Available records:
******************************

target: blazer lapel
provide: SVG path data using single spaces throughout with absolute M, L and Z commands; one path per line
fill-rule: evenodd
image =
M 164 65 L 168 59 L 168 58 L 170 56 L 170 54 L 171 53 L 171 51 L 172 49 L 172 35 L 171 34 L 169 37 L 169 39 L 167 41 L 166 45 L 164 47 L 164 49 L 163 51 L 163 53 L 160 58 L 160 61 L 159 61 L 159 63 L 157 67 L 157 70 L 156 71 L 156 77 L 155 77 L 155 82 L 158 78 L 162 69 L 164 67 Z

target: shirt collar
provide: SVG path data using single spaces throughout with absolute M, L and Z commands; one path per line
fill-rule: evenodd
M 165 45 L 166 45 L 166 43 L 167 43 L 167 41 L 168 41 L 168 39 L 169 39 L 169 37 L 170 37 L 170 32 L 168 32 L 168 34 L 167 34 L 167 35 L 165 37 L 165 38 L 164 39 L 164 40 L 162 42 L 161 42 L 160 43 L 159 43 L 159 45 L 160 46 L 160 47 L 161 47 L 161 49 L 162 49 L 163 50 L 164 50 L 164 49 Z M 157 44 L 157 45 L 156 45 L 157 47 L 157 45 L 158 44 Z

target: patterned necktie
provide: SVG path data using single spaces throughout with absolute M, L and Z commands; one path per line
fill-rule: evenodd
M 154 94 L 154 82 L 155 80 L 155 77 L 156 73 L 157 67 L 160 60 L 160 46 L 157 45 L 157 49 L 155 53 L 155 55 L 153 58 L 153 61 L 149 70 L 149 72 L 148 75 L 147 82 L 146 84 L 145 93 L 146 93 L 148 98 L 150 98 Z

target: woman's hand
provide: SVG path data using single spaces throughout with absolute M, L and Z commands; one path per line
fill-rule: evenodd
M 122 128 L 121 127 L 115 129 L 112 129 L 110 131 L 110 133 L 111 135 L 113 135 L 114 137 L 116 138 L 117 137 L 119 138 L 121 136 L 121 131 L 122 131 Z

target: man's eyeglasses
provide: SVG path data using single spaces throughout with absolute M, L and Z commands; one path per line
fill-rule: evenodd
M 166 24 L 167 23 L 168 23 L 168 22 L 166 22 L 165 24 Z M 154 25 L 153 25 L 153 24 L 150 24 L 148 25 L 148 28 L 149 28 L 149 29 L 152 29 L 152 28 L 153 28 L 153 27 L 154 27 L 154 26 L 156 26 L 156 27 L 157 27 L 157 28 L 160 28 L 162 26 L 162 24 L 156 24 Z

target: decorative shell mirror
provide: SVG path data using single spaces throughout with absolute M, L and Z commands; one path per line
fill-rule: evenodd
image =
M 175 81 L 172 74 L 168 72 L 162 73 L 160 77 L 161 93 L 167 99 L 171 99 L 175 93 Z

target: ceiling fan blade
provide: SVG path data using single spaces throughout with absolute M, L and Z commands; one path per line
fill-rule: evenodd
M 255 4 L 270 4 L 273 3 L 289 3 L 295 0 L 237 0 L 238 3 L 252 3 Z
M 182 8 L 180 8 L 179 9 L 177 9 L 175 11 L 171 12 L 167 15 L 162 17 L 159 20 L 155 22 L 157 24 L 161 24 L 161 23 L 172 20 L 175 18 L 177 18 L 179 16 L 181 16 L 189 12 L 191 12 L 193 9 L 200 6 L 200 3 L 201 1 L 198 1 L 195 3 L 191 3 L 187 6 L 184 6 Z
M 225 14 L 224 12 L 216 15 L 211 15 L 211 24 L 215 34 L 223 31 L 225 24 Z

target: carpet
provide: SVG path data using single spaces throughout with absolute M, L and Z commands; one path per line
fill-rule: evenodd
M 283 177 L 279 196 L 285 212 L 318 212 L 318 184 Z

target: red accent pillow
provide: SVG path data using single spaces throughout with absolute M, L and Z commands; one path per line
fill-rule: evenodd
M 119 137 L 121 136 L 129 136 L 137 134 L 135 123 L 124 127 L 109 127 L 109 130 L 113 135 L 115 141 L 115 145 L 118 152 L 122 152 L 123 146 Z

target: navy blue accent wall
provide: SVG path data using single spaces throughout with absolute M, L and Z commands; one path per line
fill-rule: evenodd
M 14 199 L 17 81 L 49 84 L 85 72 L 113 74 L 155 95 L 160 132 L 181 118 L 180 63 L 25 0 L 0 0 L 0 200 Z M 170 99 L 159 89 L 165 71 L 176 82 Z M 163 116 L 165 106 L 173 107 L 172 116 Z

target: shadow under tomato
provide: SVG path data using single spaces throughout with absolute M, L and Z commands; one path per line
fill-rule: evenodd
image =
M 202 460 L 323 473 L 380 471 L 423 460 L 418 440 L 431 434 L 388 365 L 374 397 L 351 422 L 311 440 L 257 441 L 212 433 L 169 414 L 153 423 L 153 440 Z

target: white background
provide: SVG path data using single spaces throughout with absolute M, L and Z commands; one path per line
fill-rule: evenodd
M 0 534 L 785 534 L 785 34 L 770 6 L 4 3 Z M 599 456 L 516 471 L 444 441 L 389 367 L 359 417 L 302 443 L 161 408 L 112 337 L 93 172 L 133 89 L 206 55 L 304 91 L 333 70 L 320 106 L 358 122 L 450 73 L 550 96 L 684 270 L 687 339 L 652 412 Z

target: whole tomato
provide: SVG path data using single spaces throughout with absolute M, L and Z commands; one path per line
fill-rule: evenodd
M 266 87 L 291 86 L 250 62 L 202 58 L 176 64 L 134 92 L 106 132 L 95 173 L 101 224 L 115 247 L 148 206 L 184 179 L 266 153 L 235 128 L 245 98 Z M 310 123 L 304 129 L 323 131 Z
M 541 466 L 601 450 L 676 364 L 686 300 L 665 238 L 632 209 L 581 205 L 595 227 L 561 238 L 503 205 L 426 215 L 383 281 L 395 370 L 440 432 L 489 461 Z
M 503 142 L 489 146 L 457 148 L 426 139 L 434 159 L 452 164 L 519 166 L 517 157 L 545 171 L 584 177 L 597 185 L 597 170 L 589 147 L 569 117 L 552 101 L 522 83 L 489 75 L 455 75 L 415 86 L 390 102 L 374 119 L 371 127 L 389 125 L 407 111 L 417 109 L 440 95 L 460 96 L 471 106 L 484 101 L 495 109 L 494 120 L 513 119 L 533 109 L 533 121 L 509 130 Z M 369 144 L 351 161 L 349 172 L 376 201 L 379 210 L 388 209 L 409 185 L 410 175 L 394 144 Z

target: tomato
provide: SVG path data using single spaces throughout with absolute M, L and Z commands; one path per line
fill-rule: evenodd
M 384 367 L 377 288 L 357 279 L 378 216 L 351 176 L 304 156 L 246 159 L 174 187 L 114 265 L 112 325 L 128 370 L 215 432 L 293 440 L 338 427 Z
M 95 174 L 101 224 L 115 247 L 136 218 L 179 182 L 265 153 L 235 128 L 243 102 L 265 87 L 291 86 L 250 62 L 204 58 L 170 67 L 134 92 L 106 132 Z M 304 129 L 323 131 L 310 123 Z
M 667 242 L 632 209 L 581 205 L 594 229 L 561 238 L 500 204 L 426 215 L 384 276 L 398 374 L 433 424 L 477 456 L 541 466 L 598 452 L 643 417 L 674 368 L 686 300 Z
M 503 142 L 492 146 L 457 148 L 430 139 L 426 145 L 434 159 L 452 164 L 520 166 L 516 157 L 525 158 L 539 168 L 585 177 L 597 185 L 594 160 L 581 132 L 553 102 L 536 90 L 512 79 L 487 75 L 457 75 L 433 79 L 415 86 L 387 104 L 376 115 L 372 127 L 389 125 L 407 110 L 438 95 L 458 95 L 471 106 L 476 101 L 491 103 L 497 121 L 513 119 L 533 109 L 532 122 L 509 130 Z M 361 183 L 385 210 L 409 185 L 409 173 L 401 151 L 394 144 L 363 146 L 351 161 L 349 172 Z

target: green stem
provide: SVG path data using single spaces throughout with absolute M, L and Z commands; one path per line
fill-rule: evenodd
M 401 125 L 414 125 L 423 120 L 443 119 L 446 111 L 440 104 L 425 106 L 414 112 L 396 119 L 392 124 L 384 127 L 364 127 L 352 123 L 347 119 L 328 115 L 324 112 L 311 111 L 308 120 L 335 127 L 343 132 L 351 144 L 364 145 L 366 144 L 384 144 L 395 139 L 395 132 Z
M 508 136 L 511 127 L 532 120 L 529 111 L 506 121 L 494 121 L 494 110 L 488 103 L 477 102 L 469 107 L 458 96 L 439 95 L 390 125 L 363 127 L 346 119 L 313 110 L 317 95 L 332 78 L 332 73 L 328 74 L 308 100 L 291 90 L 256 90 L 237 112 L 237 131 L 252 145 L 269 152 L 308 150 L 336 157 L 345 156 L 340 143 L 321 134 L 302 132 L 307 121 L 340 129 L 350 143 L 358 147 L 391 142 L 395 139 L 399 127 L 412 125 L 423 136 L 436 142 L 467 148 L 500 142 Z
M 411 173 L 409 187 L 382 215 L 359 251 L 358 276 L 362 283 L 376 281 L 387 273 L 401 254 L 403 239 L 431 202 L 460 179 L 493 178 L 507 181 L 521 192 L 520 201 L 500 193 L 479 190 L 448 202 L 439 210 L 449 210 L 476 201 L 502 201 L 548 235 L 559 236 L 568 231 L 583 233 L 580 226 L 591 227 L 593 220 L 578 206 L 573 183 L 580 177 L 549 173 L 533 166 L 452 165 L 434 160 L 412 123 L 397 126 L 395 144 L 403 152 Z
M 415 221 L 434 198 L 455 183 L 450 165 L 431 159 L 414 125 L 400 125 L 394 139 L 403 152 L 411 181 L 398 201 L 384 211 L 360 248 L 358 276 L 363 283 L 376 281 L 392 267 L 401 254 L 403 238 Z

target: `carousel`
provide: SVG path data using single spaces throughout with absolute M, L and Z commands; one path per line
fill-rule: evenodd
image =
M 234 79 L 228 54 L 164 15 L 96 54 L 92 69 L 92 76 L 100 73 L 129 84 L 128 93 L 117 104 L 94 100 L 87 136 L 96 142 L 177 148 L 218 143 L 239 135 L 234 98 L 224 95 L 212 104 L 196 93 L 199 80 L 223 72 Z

******************************

Task brief: Rewrite the material's lines starting at the one containing "target: shadow under tomato" and ending at the one containing "M 202 460 L", substituting "nonzero" for "evenodd" and leaving everything else in those lines unchanged.

Solution:
target: shadow under tomato
provide: SVG path data using single spaces throughout with absolute M, L and Z commands; one path per line
fill-rule: nonzero
image =
M 202 460 L 323 473 L 380 471 L 423 460 L 418 440 L 431 434 L 388 365 L 374 397 L 351 422 L 311 440 L 257 441 L 212 433 L 169 414 L 153 423 L 153 440 Z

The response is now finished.